# What the exercise asks:
Starting with the line that contains "target: plant stem" and stopping after the line that contains "target: undergrowth", copy the entries below exactly. Include nothing else.

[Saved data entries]
○ ○ ○ ○

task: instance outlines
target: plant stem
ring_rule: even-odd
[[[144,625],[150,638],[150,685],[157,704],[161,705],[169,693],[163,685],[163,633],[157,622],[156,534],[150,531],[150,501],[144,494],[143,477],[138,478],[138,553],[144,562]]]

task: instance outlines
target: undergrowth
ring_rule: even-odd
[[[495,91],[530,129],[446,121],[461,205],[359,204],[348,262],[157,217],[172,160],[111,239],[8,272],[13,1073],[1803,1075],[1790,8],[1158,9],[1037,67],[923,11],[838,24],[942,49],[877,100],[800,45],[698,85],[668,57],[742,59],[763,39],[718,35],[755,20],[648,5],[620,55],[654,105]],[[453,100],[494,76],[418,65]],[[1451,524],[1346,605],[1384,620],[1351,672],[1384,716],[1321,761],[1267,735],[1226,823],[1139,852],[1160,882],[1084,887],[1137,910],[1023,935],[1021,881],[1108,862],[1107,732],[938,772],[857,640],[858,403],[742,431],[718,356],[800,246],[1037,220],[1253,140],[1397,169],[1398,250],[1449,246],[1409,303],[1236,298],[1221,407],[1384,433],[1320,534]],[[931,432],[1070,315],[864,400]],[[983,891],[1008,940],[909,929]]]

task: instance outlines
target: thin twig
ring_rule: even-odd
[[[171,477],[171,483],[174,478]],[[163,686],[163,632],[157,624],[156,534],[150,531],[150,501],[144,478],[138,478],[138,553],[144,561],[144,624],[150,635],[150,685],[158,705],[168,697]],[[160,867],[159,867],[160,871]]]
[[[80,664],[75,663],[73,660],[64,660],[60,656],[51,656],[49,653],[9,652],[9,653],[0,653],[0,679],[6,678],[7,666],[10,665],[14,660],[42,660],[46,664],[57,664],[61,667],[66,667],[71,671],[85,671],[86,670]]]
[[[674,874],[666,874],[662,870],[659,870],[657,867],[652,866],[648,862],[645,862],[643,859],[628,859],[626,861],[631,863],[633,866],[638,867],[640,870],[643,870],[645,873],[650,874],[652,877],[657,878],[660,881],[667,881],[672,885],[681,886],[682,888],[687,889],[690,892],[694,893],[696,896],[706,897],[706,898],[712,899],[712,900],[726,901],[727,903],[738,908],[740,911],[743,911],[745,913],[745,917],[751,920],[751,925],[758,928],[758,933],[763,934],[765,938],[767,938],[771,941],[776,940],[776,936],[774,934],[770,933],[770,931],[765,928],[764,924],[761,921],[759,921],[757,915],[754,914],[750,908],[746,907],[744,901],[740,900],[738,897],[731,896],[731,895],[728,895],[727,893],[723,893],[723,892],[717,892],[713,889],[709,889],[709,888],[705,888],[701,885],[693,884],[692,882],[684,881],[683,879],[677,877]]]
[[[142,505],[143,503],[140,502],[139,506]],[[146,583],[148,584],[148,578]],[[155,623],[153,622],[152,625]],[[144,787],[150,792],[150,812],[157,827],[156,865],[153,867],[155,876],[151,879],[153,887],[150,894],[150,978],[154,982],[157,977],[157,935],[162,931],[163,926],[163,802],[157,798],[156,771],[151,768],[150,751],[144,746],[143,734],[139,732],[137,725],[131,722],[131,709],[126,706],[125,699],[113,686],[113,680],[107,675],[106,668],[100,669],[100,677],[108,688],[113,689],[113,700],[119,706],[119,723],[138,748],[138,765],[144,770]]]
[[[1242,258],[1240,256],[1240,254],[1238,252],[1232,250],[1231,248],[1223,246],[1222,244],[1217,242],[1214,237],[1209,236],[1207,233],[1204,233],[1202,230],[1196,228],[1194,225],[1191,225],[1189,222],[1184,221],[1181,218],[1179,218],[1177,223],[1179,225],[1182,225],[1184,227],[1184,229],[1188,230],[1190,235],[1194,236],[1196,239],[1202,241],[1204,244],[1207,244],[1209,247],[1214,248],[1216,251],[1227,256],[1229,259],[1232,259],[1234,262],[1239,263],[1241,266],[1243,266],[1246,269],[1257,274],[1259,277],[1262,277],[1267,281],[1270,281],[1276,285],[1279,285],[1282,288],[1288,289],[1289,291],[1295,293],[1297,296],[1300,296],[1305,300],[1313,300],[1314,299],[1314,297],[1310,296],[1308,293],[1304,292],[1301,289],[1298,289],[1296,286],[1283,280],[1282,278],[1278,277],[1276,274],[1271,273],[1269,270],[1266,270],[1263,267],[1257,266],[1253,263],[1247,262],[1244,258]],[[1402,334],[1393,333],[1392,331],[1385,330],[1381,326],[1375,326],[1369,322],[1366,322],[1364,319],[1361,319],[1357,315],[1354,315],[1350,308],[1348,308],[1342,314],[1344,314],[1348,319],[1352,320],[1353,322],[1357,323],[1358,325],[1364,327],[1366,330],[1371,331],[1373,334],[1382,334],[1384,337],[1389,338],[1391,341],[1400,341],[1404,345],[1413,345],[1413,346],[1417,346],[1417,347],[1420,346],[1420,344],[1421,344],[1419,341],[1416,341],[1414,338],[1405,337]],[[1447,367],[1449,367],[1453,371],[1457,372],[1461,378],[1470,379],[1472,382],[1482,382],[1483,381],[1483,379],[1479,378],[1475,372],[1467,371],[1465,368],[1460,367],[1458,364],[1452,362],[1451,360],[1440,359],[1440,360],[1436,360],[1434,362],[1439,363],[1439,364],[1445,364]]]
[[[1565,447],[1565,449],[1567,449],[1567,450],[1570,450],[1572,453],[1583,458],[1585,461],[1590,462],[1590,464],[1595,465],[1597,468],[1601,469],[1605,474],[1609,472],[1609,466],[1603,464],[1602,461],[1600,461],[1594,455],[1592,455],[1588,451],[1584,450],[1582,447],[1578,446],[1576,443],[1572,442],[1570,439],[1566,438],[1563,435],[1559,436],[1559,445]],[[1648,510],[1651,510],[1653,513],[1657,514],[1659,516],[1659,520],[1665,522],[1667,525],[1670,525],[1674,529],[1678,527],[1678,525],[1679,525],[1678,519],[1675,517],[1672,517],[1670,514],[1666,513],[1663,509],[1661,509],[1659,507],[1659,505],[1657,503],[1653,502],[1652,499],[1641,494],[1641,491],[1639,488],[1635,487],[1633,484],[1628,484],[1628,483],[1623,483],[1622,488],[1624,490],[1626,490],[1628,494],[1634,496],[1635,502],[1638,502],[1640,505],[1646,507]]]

○ ○ ○ ○

# Result of this exercise:
target: plant stem
ring_rule: even-odd
[[[144,625],[150,638],[150,685],[157,704],[161,705],[169,693],[163,685],[163,633],[157,622],[156,534],[150,531],[150,501],[144,494],[143,477],[138,478],[138,553],[144,562]]]

task: instance outlines
target: undergrowth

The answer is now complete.